▼▼▼
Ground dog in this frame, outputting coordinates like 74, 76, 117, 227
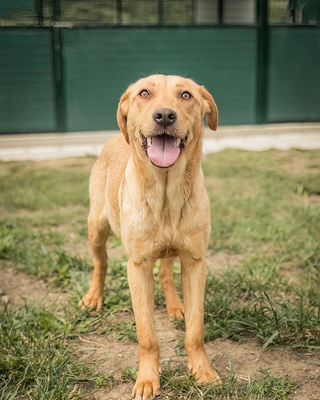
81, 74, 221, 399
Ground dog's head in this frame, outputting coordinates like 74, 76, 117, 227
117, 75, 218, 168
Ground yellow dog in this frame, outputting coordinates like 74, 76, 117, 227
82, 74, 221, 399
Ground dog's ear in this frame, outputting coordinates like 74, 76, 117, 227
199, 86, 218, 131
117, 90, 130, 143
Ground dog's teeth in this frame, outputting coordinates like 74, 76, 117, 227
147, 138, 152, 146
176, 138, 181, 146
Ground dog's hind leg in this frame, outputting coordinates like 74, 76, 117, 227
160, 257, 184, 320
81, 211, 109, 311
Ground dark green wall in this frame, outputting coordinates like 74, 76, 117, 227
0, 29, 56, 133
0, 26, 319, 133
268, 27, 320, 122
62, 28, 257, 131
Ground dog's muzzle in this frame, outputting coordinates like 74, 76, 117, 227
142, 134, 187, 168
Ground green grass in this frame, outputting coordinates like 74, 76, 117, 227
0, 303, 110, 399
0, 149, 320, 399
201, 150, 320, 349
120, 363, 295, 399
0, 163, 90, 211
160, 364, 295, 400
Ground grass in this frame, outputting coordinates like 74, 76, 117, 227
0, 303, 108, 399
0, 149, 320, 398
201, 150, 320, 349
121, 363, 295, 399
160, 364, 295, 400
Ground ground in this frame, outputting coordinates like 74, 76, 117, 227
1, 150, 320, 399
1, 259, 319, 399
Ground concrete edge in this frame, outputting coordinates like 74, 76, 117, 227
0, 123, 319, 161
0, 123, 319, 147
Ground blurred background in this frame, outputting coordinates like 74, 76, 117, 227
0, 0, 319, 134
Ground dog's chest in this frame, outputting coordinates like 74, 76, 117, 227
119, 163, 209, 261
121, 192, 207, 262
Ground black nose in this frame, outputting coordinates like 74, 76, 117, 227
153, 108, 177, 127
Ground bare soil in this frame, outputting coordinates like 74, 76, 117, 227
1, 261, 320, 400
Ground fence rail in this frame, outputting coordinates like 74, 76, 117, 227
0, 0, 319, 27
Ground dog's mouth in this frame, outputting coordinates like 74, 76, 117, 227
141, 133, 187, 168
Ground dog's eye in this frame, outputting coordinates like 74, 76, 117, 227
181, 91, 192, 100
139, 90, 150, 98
▲▲▲
Set down the line that contains "Ground fence rail" exactly. Do the same for each later line of the data, through the end, and add nothing.

**Answer for the task**.
Ground fence rail in this frame, outputting coordinates like 74, 76, 117, 227
0, 0, 319, 27
Ground dog's mouth in this frame, outputting coordinates like 74, 76, 117, 227
141, 133, 187, 168
Ground dog's eye in this frame, outputting coordinates like 74, 76, 117, 227
181, 91, 192, 100
139, 90, 150, 98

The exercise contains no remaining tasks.